▶ Упражнение a:
Выведите без единого изменения все строки записей, которые следуют ниже за текстом о базовой заслуженности.

Понятие базовой заслуженности позволяет различить формы обоснования моральных санкций и выделить среди них ту, которая непосредственно связана с вопросом о свободе воли. Моральные санкции можно оправдывать их полезностью для общественного порядка или морального развития индивида, тогда речь не идет о базовой заслуженности и, соответственно, о свободе воли. В случае с базовой заслуженностью сам факт осознанного совершения поступка, т.е. совершения поступка с пониманием его морального статуса, является основанием для возложения ответственности в соответствующем смысле. Итак, на вопрос «И что?» в дискуссии о свободе воли часто могут ответить: «И моральная ответственность в смысле базовой заслуженности». Дальше я постараюсь показать, что такой ответ будет неполным и неудовлетворительным.

Первое, на что стоит обратить внимание — смысл «базовости» в понятии базовой заслуженности. Давайте представим, что базовая заслуженность моральных санкций базовая в том смысле, что она ни от чего не зависит, кроме факта осознанного совершения поступка. В таком случае, она не зависит от того, детерминирован мир или нет. Одно и то же осознанно совершённое действие может быть как детерминировано, так и индетерминировано обстоятельствами, мотивами агента, прошлым, законами природы и т.д.. Более того, она не зависит и от того, свободно ли совершено действие или нет, поскольку один и тот же поступок может быть совершен как свободно, так и не свободно [5.]. Соответственно, если буквалистски понимать «базовость» базовой заслуженности как независимость от всех прочих обстоятельств поступка, кроме самого факта его осознанного совершения, то утверждение, что от наличия свободы воли зависит базовая заслуженность, противоречиво.

▶ Упражнение b:
Верните весь приведённый выше текст о базовой заслуженности, не меняя в нём ни слова, ни знака.

▶ Приведённые записи:
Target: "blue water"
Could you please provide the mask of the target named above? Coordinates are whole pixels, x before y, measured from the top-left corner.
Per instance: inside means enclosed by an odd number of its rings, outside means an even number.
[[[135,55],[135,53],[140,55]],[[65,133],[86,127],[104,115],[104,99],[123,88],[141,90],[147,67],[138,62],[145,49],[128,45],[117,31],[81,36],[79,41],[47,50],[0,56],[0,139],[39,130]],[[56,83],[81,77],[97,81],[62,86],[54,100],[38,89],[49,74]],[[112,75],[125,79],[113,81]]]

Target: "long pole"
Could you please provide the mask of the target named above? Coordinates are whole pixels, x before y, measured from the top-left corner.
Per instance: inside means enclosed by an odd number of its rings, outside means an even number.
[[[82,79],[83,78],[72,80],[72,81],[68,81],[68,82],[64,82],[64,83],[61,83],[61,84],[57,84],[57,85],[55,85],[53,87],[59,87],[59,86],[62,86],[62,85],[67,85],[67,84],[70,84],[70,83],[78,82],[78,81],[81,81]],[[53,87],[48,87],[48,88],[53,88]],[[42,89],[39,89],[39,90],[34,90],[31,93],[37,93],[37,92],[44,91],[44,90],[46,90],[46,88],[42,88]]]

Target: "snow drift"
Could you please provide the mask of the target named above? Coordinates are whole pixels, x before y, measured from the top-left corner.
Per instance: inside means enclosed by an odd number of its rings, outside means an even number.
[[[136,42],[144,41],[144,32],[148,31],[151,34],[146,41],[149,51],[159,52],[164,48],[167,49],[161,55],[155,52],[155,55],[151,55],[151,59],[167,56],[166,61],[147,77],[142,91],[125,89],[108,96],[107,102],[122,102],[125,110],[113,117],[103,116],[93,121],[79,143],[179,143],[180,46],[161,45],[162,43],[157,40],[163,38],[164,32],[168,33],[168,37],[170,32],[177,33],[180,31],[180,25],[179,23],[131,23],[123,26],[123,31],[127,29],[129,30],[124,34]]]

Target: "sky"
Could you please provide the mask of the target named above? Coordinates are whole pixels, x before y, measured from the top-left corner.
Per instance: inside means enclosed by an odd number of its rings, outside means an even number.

▶ Результат задания a:
Target: "blue water"
Could you please provide the mask of the target named above? Coordinates are whole pixels, x before y, measured from the top-left corner.
Per instance: inside means enclosed by an odd number of its rings, outside means an even number.
[[[135,55],[135,53],[140,55]],[[65,133],[86,127],[104,115],[104,99],[123,88],[141,90],[147,67],[138,62],[145,49],[128,45],[117,31],[81,36],[79,41],[47,50],[0,56],[0,139],[39,130]],[[56,83],[81,77],[97,81],[62,86],[54,100],[38,89],[49,74]],[[112,75],[125,79],[113,81]]]

Target: "long pole"
Could you please provide the mask of the target named above? Coordinates are whole pixels, x before y, measured from the top-left corner.
Per instance: inside means enclosed by an odd number of its rings, outside means an even number.
[[[82,79],[83,78],[72,80],[72,81],[68,81],[68,82],[64,82],[64,83],[61,83],[61,84],[57,84],[57,85],[55,85],[53,87],[59,87],[59,86],[62,86],[62,85],[67,85],[67,84],[70,84],[70,83],[78,82],[78,81],[81,81]],[[53,87],[48,87],[48,88],[53,88]],[[42,89],[39,89],[39,90],[34,90],[31,93],[37,93],[37,92],[44,91],[44,90],[46,90],[46,88],[42,88]]]

Target: "snow drift"
Could you please provide the mask of the target named above? Coordinates are whole pixels, x before y, measured from the top-left corner.
Per instance: inside means enclosed by an odd number of its rings, outside means an even number.
[[[136,42],[144,41],[144,32],[148,31],[151,34],[146,41],[149,51],[159,52],[164,48],[167,49],[161,55],[155,52],[155,55],[151,55],[151,59],[167,56],[166,61],[147,77],[142,91],[125,89],[108,96],[107,102],[122,102],[125,110],[113,117],[103,116],[93,121],[79,143],[179,143],[180,46],[161,45],[162,43],[157,40],[163,38],[164,32],[168,33],[168,37],[170,32],[177,33],[180,31],[180,25],[179,23],[131,23],[123,26],[123,31],[127,29],[129,30],[124,34]]]

Target: "sky"
Could you please provide the mask of the target named above? Coordinates are whole pixels, x before y, measured from the top-left corner.
Per instance: inside means enclosed by an odd number of its rings, outside means an even number.

▶ Результат задания b:
Понятие базовой заслуженности позволяет различить формы обоснования моральных санкций и выделить среди них ту, которая непосредственно связана с вопросом о свободе воли. Моральные санкции можно оправдывать их полезностью для общественного порядка или морального развития индивида, тогда речь не идет о базовой заслуженности и, соответственно, о свободе воли. В случае с базовой заслуженностью сам факт осознанного совершения поступка, т.е. совершения поступка с пониманием его морального статуса, является основанием для возложения ответственности в соответствующем смысле. Итак, на вопрос «И что?» в дискуссии о свободе воли часто могут ответить: «И моральная ответственность в смысле базовой заслуженности». Дальше я постараюсь показать, что такой ответ будет неполным и неудовлетворительным.

Первое, на что стоит обратить внимание — смысл «базовости» в понятии базовой заслуженности. Давайте представим, что базовая заслуженность моральных санкций базовая в том смысле, что она ни от чего не зависит, кроме факта осознанного совершения поступка. В таком случае, она не зависит от того, детерминирован мир или нет. Одно и то же осознанно совершённое действие может быть как детерминировано, так и индетерминировано обстоятельствами, мотивами агента, прошлым, законами природы и т.д.. Более того, она не зависит и от того, свободно ли совершено действие или нет, поскольку один и тот же поступок может быть совершен как свободно, так и не свободно [5.]. Соответственно, если буквалистски понимать «базовость» базовой заслуженности как независимость от всех прочих обстоятельств поступка, кроме самого факта его осознанного совершения, то утверждение, что от наличия свободы воли зависит базовая заслуженность, противоречиво.